==== Texto fornecido

Traduzido do inglês por Marcelo D. Prati
Revisado por André O.A. Muniz
Extraído de
“Grundisse” por Julius Evola
É talvez apropriado destacar os mal-entendidos no corrente momento em
alguns círculos radicais, que creem residir a solução na direção do neo-paganismo.
Tais mal-entendidos já são visíveis no uso dos termos “pagão” e “paganismo”. Eu
mesmo, tendo usado tais expressões como slogans num livro que publiquei na
Itália em 1928 e na Alemanha em 1932, tenho sentido sincero arrependimento.
Certamente a palavra para pagão ou bárbaro, aparece em alguns antigos
escritos em latim, como Lívio sem nenhuma conotação especialmente negativa. Mas
isso não altera o fato de que com a chegada da nova fé, a palavra paganus se
tornou decididamente uma expressão depreciativa, tal como foi usada pelos
primeiros apologetas cristãos. Ela deriva de pagus, significando um
pequeno povoado ou vilarejo, assim, paganus se refere ao modo de pensar
do camponês: sem cultura, primitivo e supersticioso. De modo a promover e
glorificar a nova fé, os apologetas tinham o mau hábito de elevarem-se através
do rebaixamento das demais crenças. Ocorria uma constante, consciente e
sistemática, depreciação e deturpação de quase todas as tradições mais antigas,
doutrinas e religiões, que eram agrupadas numa desdenhosa colcha de retalhos -
chamada de paganismo ou tribalismo. Com esse fim, os apologetas obviamente
fizeram um esforço premeditado para ressaltar tais aspectos das religiões e
tradições pré-cristãs que estavam em falta de qualquer caráter normal ou
primordial, mas que eram claramente formas que já haviam caído em degradação.
Tal procedimento polêmico guia, particularmente, à caracterização de tudo que
precedia ao Cristianismo, e que seria portanto não-Cristão, como
necessariamente anti-Cristão.
Pode-se considerar então que esse “paganismo” é um conceito
fundamentalmente tendencioso e artificial que pouco corresponde à realidade
histórica da qual o mundo pré-cristão fazia parte, longe dos novos e decadentes
elementos e aspectos que derivaram de restos degenerados de culturas mais
antigas.
Uma vez que tenhamos esclarecido tal questão, chegamos hoje a uma
constatação paradoxal: a de que esse paganismo imaginário, que nunca existiu,
mas que foi inventado pelos apologetas cristãos, está agora servindo de ponto
de partida para certos círculos que se denominam pagãos e corre o risco de pela
primeira vez na história vir a se tornar uma realidade - nem mais nem menos que
isso.

========

Requisitos do exercício –
1/ Transcreva um trecho do texto sobre o paganismo. Comece nas palavras que contêm "Tal procedimento polêmico" e pare depois de "necessariamente anti-Cristão.".
2/ Retome o texto sobre o paganismo, dando continuidade a partir da última frase apresentada.

==== Listagem de dados

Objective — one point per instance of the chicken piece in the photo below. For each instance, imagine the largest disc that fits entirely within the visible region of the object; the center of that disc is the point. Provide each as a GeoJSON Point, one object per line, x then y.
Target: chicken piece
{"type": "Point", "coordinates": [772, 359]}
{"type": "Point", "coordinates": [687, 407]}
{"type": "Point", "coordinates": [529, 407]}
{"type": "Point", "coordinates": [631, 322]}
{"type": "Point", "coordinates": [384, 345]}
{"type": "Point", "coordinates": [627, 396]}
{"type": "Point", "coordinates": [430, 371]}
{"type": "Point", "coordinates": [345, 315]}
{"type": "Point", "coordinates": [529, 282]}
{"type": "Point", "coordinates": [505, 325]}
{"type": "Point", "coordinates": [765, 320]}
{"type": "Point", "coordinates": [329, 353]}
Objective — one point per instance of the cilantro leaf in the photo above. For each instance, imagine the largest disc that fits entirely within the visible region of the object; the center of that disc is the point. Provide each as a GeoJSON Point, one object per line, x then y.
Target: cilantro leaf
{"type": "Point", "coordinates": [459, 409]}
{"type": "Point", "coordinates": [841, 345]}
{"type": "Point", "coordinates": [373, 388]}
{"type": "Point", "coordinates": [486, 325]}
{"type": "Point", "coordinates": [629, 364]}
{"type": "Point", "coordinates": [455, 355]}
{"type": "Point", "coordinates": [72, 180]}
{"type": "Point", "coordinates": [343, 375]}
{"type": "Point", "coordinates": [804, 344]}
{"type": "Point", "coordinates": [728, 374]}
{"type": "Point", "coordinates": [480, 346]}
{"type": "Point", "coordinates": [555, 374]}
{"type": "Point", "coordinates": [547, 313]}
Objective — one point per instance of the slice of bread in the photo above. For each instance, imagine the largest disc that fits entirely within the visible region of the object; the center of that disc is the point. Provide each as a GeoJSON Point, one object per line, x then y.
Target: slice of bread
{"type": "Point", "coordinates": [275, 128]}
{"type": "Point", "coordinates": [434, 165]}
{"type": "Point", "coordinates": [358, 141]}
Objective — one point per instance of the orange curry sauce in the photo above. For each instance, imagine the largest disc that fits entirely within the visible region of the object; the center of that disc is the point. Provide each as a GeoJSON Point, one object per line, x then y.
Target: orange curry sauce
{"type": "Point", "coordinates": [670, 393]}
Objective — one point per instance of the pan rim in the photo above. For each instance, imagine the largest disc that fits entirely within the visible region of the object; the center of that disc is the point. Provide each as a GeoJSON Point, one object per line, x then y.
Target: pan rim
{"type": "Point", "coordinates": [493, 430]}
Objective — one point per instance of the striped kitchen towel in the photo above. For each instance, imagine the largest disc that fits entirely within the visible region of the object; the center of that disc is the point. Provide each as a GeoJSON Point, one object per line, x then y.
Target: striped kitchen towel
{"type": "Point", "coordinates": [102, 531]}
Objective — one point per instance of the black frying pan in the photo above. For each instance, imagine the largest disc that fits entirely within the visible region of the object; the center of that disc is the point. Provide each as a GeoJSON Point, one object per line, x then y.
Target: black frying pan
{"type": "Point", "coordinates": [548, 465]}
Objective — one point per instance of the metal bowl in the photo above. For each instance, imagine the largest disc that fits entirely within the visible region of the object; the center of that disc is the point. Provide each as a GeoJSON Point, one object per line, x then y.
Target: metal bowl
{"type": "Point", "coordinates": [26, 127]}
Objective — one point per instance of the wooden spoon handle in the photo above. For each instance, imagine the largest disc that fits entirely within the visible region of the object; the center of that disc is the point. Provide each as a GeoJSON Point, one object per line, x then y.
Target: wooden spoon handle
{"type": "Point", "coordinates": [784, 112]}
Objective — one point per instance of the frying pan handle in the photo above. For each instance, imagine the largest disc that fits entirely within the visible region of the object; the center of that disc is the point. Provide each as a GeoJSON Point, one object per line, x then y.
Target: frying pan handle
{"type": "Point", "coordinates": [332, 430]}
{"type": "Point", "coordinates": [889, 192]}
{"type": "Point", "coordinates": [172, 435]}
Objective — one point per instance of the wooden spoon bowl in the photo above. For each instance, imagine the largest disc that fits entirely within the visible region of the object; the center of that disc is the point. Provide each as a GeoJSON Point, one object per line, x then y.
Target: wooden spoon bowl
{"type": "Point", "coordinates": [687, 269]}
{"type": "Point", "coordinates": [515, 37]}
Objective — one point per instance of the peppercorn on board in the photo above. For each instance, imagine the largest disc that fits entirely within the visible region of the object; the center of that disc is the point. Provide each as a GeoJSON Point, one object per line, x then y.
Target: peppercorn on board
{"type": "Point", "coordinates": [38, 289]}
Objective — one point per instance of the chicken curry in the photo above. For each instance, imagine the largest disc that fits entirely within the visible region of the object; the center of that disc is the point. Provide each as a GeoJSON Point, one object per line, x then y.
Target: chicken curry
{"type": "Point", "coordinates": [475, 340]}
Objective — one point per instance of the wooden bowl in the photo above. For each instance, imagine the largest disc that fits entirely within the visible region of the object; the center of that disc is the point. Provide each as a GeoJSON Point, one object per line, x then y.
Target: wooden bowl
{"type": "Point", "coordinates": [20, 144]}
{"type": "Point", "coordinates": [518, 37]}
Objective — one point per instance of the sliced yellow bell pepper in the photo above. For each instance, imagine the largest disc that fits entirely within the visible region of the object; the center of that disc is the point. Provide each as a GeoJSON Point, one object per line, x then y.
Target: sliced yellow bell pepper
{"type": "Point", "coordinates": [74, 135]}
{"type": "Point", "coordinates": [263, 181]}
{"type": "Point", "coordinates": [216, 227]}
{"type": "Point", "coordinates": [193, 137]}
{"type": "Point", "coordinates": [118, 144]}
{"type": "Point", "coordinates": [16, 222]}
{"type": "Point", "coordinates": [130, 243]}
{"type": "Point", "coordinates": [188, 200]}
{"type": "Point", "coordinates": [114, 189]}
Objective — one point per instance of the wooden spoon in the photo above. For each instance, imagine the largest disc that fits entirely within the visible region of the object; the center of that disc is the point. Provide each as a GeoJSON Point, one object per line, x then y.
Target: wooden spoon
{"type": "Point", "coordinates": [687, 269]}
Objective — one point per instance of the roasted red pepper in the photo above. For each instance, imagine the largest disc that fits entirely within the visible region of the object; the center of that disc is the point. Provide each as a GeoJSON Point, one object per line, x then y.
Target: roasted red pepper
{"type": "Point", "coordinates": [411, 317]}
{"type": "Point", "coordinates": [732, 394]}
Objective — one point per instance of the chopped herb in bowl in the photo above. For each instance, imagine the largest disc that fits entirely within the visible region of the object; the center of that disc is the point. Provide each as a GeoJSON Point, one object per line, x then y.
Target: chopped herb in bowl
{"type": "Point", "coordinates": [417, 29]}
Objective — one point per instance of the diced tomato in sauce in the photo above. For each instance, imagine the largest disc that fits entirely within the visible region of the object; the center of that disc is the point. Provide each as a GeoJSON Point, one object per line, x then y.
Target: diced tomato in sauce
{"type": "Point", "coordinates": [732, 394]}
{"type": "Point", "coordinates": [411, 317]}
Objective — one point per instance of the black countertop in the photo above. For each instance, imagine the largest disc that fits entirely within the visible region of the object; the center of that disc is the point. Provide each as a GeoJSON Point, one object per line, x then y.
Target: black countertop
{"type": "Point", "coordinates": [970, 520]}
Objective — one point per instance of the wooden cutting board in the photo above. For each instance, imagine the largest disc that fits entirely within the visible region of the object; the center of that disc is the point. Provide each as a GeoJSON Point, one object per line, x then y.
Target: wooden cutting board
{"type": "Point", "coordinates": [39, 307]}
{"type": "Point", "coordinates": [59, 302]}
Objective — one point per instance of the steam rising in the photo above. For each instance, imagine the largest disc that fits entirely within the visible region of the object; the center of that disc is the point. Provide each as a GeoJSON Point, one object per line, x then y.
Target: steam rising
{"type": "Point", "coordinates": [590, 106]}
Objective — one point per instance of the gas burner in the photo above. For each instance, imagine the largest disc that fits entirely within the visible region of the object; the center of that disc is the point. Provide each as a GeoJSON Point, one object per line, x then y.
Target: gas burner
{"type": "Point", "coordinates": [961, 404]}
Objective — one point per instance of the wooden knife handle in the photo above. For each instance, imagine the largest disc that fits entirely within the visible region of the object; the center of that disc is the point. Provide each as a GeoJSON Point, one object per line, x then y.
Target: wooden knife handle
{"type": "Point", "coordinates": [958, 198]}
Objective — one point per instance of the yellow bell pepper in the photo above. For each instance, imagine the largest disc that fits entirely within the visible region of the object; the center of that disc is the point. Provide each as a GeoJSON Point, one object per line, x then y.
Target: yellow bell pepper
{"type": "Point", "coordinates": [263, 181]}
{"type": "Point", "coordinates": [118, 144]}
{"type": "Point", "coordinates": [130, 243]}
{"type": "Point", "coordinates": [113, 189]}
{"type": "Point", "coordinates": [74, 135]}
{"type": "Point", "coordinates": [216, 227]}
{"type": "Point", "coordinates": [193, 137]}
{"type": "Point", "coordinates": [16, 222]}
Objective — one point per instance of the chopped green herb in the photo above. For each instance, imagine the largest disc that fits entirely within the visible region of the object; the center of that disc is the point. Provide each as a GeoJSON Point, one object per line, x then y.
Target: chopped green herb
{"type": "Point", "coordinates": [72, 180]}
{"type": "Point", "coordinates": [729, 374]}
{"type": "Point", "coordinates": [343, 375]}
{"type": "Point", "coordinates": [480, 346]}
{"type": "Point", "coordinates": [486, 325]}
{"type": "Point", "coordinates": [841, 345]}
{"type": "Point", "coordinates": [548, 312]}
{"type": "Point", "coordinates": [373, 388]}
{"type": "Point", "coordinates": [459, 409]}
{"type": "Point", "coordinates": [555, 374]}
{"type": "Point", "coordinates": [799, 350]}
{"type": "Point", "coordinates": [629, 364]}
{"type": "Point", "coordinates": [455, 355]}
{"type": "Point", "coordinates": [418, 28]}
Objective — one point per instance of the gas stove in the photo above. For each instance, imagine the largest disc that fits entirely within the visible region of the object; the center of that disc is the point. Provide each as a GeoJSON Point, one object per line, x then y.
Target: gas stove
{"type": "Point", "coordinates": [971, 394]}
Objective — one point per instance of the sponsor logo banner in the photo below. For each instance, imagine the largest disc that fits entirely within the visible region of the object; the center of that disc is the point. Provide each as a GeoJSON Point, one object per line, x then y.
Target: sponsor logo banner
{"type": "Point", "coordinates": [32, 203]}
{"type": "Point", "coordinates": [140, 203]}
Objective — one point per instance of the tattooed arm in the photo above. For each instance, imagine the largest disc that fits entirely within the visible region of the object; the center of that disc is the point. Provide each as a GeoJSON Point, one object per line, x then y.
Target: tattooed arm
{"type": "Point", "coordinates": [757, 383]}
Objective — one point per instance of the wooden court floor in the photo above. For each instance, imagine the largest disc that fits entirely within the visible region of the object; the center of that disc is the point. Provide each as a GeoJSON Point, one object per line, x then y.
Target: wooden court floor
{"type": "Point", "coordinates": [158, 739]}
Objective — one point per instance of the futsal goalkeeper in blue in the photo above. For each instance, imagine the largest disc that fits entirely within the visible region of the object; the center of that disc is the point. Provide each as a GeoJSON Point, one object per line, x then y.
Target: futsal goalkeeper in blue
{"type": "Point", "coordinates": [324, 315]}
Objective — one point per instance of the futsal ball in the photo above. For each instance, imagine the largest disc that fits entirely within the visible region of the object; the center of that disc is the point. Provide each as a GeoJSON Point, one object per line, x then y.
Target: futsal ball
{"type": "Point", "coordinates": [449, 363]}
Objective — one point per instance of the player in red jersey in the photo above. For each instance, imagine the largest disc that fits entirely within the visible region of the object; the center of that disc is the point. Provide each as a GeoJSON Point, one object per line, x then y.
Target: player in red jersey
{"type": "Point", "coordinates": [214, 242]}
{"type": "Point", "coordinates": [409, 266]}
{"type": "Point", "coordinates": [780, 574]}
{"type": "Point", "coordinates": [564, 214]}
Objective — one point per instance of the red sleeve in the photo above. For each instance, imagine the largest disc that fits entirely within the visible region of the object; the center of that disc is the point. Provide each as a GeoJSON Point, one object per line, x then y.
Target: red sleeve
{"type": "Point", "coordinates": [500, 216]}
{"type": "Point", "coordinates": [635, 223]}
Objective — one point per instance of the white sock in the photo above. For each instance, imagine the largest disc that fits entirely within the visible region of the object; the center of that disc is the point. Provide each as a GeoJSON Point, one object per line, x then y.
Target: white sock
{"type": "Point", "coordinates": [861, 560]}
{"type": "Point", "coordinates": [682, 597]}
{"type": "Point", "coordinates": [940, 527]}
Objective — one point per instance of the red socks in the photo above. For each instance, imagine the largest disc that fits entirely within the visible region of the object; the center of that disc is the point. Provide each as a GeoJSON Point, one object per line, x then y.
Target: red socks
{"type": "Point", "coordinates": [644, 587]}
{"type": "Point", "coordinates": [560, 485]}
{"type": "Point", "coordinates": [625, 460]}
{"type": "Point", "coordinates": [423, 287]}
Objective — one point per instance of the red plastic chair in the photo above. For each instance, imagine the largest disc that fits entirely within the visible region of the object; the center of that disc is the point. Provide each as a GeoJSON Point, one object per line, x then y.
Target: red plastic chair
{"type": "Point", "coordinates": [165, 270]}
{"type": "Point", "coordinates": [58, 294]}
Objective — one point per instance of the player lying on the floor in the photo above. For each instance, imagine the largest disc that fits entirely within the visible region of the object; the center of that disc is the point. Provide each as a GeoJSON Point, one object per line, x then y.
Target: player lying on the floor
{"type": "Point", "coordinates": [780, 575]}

========

Resultados por tarefa –
1/
Tal procedimento polêmico guia, particularmente, à caracterização de tudo que
precedia ao Cristianismo, e que seria portanto não-Cristão, como
necessariamente anti-Cristão.

2/
Quais são os principais traços do panorama pagão atual, como os próprios
apologetas creem e os declaram ser? O primeiro de todos é o aprisionamento à
Natureza. Todo aspecto transcendente é completamente desconhecido para a visão
pagã da vida: ela permanece trancada numa mistura de Espírito e Natureza, numa
unidade ambígua de Corpo e Alma. Não há nada para sua religião além de uma
supersticiosa deificação de fenômenos naturais, ou de energias tribais
promovidas ao status de deuses menores. Fora disso surge, primeiro de
tudo, um tipo de particularismo atado ao sangue ou ao território. Em seguida
vem a rejeição dos valores de personalidade e liberdade e uma condição de
inocência que é meramente aquela do homem natural, ainda não desperto para
qualquer chamado verdadeiramente supranatural. Além dessa inocência, não há
qualquer carência de inibição, “pecado” e prazer de pecar. Em outros domínios
não há nada além de superstição, ou uma puramente profana cultura de
materialismo e fatalismo. É pensado que apenas a chegada da cristandade
(ignorando certos precursores que são descartados como insignificantes) é que
permitiu o avanço da liberdade do mundo supranatural, permitindo a entrada da
graça e personalidade, em contraste com as crenças fatalistas e atadas à
natureza atribuídas ao “paganismo”, trazendo com isso o ideal católico (em seu
etimológico senso de universalidade) e um dualismo sadio, que fez tornou
possível o subjugar da Natureza por uma lei superior e para o “Espírito” o
triunfar sobre a lei da carne, sangue e falsos deuses.
Essas são as características principais da noção comum de paganismo, ou
seja, de tudo aquilo que não implica numa visão de mundo especificamente
cristã. Qualquer um que possua alguma familiaridade com história cultural e
religiosa, mesmo que elementar, pode ver o quão incorreta e unilateral é tal
atitude. Além disso, entre os primeiros pais da igreja, há frequentemente
sinais de uma compreensão superior dos símbolos, doutrinas e religiões das
culturas precedentes. Aqui daremos apenas uma amostra.
O que mais distinguiu o mundo pré-cristão, em todas as suas formas
normais, não foi a divinização supersticiosa da natureza, mas uma compreensão
simbólica dela, em virtude disso (como tenho frequentemente enfatizado) todo
fenômeno e todo evento se mostra como a revelação sensível de um mundo suprassensível.
A compreensão pagã do mundo e do homem era essencialmente marcada pelo sacro
simbolismo.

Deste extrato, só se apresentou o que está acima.